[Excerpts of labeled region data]

■ ■ ■ ■ ■ ■ ■

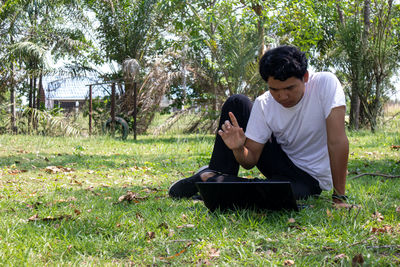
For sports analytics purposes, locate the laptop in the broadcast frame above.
[196,181,299,211]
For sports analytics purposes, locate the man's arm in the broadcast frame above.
[326,106,349,204]
[218,112,264,169]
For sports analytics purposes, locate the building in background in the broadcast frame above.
[43,77,110,111]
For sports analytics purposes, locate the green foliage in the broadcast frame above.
[0,111,400,266]
[0,105,82,136]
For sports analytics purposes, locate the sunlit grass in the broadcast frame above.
[0,109,400,266]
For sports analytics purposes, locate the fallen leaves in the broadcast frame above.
[8,169,27,175]
[118,191,148,203]
[371,225,394,233]
[333,253,347,263]
[283,260,294,266]
[351,254,364,267]
[160,242,192,260]
[44,166,75,174]
[28,214,72,222]
[372,211,385,222]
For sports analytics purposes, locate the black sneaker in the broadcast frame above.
[168,167,214,198]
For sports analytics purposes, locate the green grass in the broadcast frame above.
[0,118,400,266]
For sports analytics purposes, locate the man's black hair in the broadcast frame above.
[260,45,308,82]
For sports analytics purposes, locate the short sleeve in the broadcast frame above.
[320,72,346,119]
[246,98,272,144]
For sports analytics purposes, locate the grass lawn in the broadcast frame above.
[0,115,400,266]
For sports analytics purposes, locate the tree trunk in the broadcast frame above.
[28,76,33,108]
[349,84,360,131]
[10,63,17,134]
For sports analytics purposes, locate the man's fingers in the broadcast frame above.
[229,112,239,127]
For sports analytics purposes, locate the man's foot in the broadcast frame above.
[168,166,215,198]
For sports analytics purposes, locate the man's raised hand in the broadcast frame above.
[218,112,246,150]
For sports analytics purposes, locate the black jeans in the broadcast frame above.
[207,95,322,199]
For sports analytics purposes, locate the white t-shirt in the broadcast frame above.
[246,72,346,190]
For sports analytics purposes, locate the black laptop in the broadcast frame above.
[196,181,299,211]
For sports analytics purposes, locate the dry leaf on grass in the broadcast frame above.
[28,214,72,222]
[8,169,27,175]
[372,211,384,222]
[44,166,75,174]
[283,260,294,266]
[118,191,148,203]
[371,225,394,233]
[326,209,332,217]
[159,242,192,260]
[351,254,364,267]
[333,253,347,263]
[146,232,156,241]
[176,224,194,229]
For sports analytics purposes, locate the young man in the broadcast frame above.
[169,46,349,206]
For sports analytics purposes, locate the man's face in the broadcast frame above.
[267,72,308,108]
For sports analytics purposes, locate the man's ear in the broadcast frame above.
[303,71,310,83]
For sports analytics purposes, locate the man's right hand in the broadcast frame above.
[218,112,246,150]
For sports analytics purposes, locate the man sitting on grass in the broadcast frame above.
[169,46,349,206]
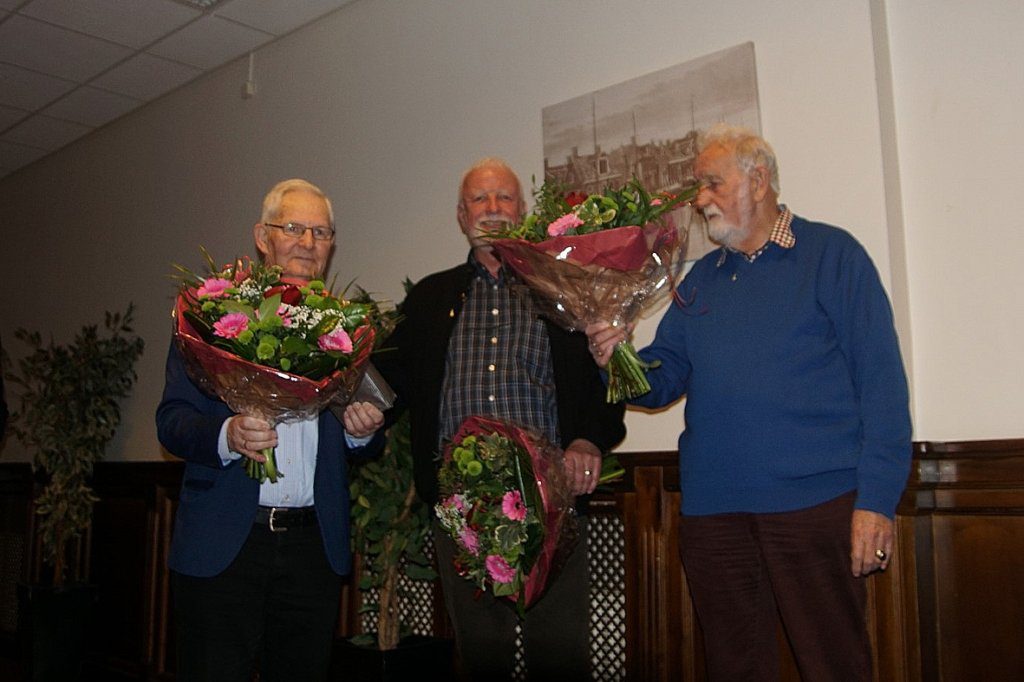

■ ■ ■ ■ ■ ■ ■

WHAT YOU SHOULD DO | Transcribe every row above word for word, leaving out the pictures.

ANSWER IN FULL |
For sports analytics purposes, locate the laptop in the broadcast frame above.
[196,181,299,211]
For sports analytics purposes, locate the man's arm in the broadcast frame above.
[326,106,349,204]
[218,112,264,169]
For sports analytics purposes, locate the building in background in the broadcast frame above.
[43,77,110,111]
For sports analytics purposes, locate the green foliage in the broadcast frame above.
[0,111,400,266]
[0,105,82,136]
For sports analytics purposes, locate the sunlit grass in the broadcast frame above.
[0,109,400,266]
For sports analytics purposes, locate the fallen leaves in the broadcast frame above.
[8,169,27,175]
[118,191,148,203]
[371,225,394,233]
[333,253,347,263]
[283,260,294,266]
[351,254,364,267]
[160,242,192,260]
[44,166,75,174]
[28,214,72,222]
[372,211,385,222]
For sports analytics purposes, locate the black sneaker in the broadcast frame above.
[168,167,214,198]
For sports analytics purposes, locate the green grass in the broadcast frame above.
[0,118,400,266]
For sports analytics purposes, locate the man's black hair in the broadcast frame above.
[260,45,308,82]
For sports analytics purposes, locate the short sleeve in the broadcast frame above.
[320,72,346,119]
[246,98,272,144]
For sports analytics purposes, locate the grass lawn in the broadcast frame above.
[0,115,400,266]
For sports analytics purposes, locate the tree trunk in the broadcast frame above.
[28,76,33,108]
[349,84,360,131]
[10,63,17,134]
For sports analytics purposes, locate the man's fingers in the broadcast frame above.
[229,112,239,127]
For sports analytics purposes, locate the man's foot in the broadcast frame above.
[168,166,215,198]
For sports analytics purposes, locate the man's raised hand in the broadcast frame above.
[218,112,246,150]
For sports analytics purposes, locate the black jeans in the broadcast frame above.
[207,95,322,199]
For sports analytics purposes, locate the white t-shirt in the broadcast frame above.
[246,72,346,190]
For sports analytics purposes, locate the black laptop in the broadcast frame above.
[196,181,299,211]
For sports analytics purposes, locate the dry leaf on grass in the broadcast frame above.
[28,214,72,222]
[8,169,27,175]
[372,211,384,222]
[44,166,75,174]
[283,260,294,266]
[118,191,148,203]
[371,225,394,233]
[326,209,332,217]
[159,242,192,260]
[351,254,364,267]
[333,253,347,263]
[146,232,156,241]
[176,224,194,229]
For sports analytics purposes, locate the young man in the broadcast frame above.
[169,46,349,206]
For sports analytics purposes, locate the man's face in the broadcast frame above.
[267,72,308,108]
For sports analytics purposes, locate the man's ear in the broadcast frame above.
[303,71,310,83]
For sports analytics purposes, locate the man's right hand in the broadcast frame above.
[218,112,246,150]
For sports analytics purposes, locate the man sitting on grass in the broadcast frame above.
[169,46,349,206]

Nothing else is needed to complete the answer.